IOWA CITY, Iowa -- Long-term exposure to radon in the home is associated with lung cancer risk and presents a significant environmental health hazard, according to a study led by researchers at the University of Iowa College of Public Health.
The Iowa Radon Lung Cancer Study, funded by the National Institute of Environmental Health Sciences, included investigators from the UI, St. John's University in Collegeville, Minn. and the University of Kansas. The results are published in the June 1 issue of the American Journal of Epidemiology.
From 1993 to 1997, the researchers studied 1,027 Iowa women -- 413 who were newly diagnosed with lung cancer and 614 "controls" -- ages 40 to 84 who had lived in their homes for the past 20 years or more. The women studied in both groups included smokers as well as nonsmokers. Women were studied because they typically have less occupational exposures to substances that may cause lung cancer, and historically have spent more time in the home.
The researchers found that close to 60 percent of the basement radon concentrations for both the lung cancer cases (study participants with lung cancer) and the control group (participants without lung cancer) exceeded the U.S. Environmental Protection Agency action level for radon of 4 picoCuries per liter (pCi/L). The researchers found that 33 percent of living areas for the lung cancer cases, and 28 percent of the living areas for the control group, exceeded the EPA's action level of 4 pCi/L.

++++++++++

■ **WORK TASK**
According to the radon study report, how many Iowa women did the researchers study from 1993 to 1997?

++++++++++

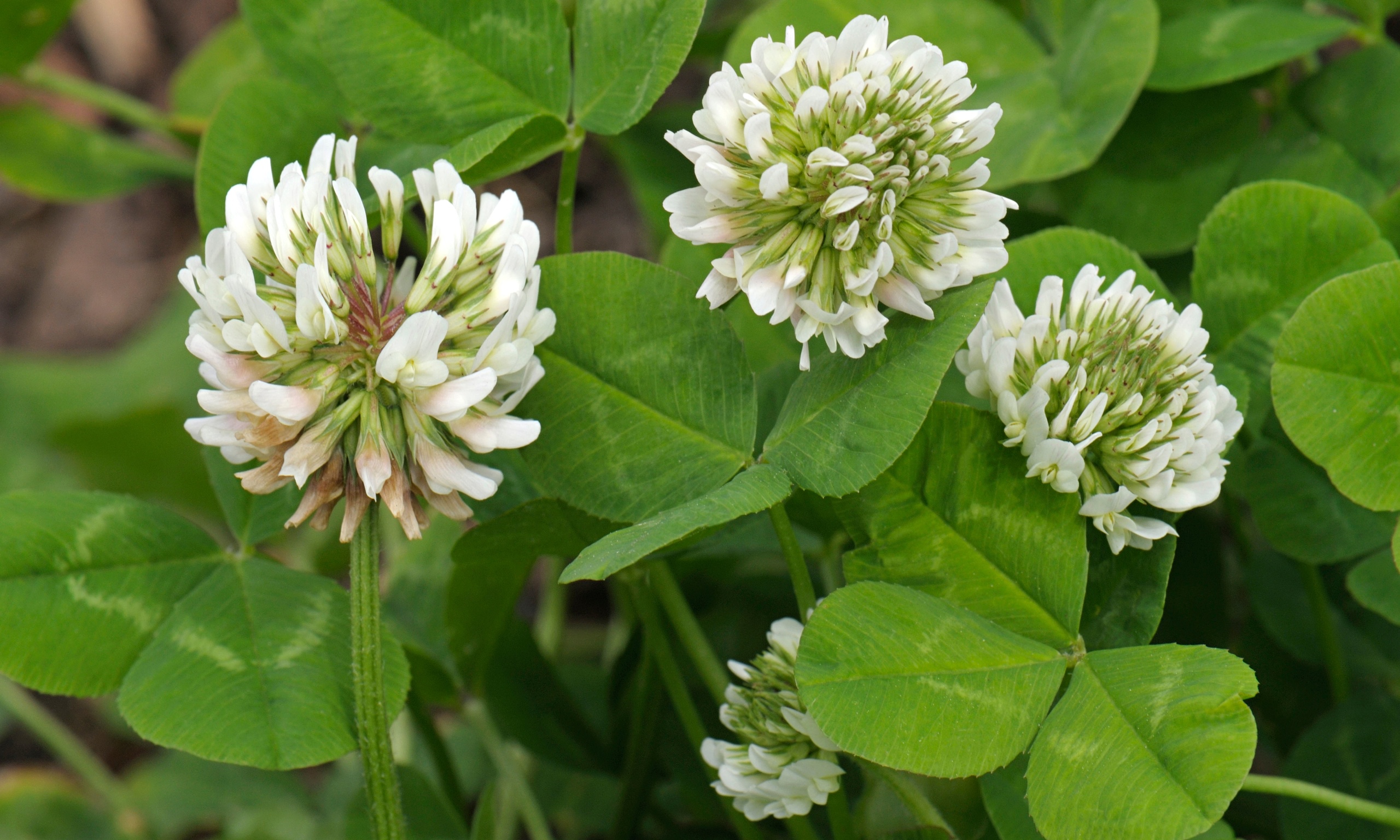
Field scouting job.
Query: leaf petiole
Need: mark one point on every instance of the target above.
(66, 746)
(1326, 797)
(796, 561)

++++++++++

■ **TASK ANSWER**
1,027 women